**Article:**

★ ★ ★ ★ ★

Over the past few days, the PAP
Government has been running a campaign to discourage people from
coming to the Burmese embassy.
It started off with ASP
Deep Singh telling the petitioners last Sunday to leave the area
as five or more people constituted an illegal assembly, the first
day of the letter campaign.
When
that failed, the police resorted to stationing themselves at the
entrance to St Martin's Drive, stopping visitors and taking down
their particulars. The officers were turning people away. This
too had limited effect, as people still came in numbers.
Over
the next few days, some letter-writers to the Straits Times
started saying that the SDP was making use of the plight of the
Burmese for our own ends.
This was a ridiculous
accusation. The Singapore Democrats have been following and
speaking up on the situation in Burma for more than 10 years
now.
As early as 1996, we published an article in our
newspaper, The New Democrat, about the Singapore
Government's investments in Burma, and called for the release of
Daw Aung San Suu Kyi.
Dr Chee himself has through the
years written about Burma and spoken at various conferences about
the repression there. In fact, one of the chapters in his book To
Be Free is about Burma and Aung San Suu Kyi. The chapter has
even been translated and published in Sweden.
In any event
the police did not let up the pressure on the SDP's petition
campaign. The Singapore Democrats understand that some monks in
Singapore wanted to hold a prayer session outside the Burmese
embassy but was told not to do so by the police.

★ ★ ★ ★ ★

**Records of labeled points:**
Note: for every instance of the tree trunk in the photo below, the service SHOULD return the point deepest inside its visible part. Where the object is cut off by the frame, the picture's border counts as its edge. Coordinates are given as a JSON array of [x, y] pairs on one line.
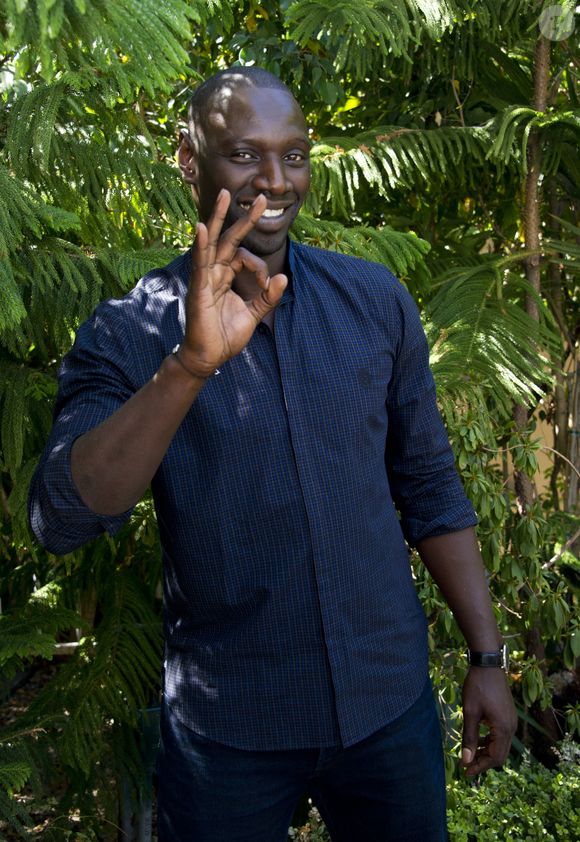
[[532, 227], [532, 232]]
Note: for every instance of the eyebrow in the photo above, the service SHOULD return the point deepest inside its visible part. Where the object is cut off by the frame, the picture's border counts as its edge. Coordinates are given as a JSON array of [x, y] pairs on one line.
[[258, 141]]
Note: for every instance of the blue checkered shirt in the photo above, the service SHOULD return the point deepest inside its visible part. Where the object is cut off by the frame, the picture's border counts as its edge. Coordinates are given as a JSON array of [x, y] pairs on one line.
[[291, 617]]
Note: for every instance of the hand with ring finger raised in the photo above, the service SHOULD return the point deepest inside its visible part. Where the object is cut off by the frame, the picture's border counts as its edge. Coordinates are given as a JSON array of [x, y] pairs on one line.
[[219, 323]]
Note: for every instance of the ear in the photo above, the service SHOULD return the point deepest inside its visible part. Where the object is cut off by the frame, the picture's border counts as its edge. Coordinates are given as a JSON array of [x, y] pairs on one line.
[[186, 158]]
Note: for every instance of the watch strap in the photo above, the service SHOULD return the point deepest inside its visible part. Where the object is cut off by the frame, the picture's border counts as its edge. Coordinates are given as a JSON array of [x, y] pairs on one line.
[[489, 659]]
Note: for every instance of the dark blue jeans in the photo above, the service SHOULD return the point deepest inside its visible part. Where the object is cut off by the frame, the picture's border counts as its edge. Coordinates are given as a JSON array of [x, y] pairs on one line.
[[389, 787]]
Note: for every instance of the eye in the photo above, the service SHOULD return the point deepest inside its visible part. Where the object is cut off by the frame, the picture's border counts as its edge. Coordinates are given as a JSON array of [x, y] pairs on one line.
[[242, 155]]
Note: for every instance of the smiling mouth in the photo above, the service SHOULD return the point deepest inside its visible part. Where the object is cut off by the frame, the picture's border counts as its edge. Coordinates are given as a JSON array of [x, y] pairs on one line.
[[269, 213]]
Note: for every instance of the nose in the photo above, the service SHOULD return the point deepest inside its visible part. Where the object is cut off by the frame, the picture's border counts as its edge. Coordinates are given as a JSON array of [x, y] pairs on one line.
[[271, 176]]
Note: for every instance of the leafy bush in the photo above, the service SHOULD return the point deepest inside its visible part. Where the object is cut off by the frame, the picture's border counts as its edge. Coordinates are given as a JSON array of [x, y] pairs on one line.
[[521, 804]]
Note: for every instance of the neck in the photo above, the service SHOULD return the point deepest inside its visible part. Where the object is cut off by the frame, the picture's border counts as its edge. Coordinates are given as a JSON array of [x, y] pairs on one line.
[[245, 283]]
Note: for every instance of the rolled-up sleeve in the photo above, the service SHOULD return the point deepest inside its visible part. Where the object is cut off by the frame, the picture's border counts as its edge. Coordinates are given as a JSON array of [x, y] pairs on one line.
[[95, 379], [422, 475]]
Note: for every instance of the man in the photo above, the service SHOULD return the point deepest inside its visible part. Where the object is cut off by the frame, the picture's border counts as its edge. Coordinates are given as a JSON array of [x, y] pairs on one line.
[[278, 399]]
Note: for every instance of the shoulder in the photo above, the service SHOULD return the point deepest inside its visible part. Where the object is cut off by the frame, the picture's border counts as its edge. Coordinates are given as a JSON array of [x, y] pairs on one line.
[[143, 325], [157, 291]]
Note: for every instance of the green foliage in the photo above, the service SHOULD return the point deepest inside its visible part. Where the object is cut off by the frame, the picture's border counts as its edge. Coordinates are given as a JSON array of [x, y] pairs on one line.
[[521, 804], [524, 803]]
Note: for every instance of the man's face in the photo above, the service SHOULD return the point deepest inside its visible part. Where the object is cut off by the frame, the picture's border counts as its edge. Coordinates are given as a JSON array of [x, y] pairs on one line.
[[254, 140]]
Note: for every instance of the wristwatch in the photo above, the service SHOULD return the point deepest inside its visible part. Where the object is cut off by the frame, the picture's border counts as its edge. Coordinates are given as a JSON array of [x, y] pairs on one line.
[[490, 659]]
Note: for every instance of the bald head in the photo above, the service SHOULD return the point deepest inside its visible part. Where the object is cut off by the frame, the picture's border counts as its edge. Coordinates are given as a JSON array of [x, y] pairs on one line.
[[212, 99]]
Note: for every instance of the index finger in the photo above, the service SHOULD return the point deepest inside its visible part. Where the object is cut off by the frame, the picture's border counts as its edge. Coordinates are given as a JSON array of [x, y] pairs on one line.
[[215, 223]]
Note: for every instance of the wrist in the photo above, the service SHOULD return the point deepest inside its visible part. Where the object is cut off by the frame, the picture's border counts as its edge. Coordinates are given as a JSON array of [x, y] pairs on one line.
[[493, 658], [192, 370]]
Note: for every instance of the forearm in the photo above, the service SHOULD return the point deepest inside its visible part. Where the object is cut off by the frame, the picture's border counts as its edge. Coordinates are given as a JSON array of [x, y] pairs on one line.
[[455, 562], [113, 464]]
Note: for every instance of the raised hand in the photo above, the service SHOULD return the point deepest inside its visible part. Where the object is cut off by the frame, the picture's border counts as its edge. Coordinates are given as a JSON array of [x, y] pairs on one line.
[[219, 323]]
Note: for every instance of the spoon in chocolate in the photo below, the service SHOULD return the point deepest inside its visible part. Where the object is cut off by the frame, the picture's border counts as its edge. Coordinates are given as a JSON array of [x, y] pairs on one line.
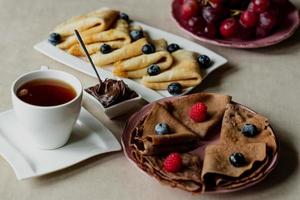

★ ★ ★ ★ ★

**Parts of the exercise:**
- a) Answer these questions about the article on the Burmese embassy campaign:
(i) Which officer told the petitioners last Sunday to leave the area?
(ii) In what year did the Singapore Democrats publish an article in The New Democrat about the Singapore Government's investments in Burma?
(iii) In which country was the chapter from To Be Free translated and published?
- b) Please recast the part of the records that opens with the line containing "Note: for every instance of the raised" and continues through the end of the records as a numbered list, omitting blank lines and leaving out the pictures.

**Solutions per task:**
- a)
(i) ASP Deep Singh
(ii) 1996
(iii) Sweden

- b)
1. Note: for every instance of the raised hand in the photo above, the service SHOULD return the point deepest inside its visible part. Where the object is cut off by the frame, the picture's border counts as its edge. Coordinates are given as a JSON array of [x, y] pairs on one line.
2. [[219, 323]]
3. Note: for every instance of the spoon in chocolate in the photo below, the service SHOULD return the point deepest inside its visible part. Where the object is cut off by the frame, the picture's border counts as its edge. Coordinates are given as a JSON array of [x, y] pairs on one line.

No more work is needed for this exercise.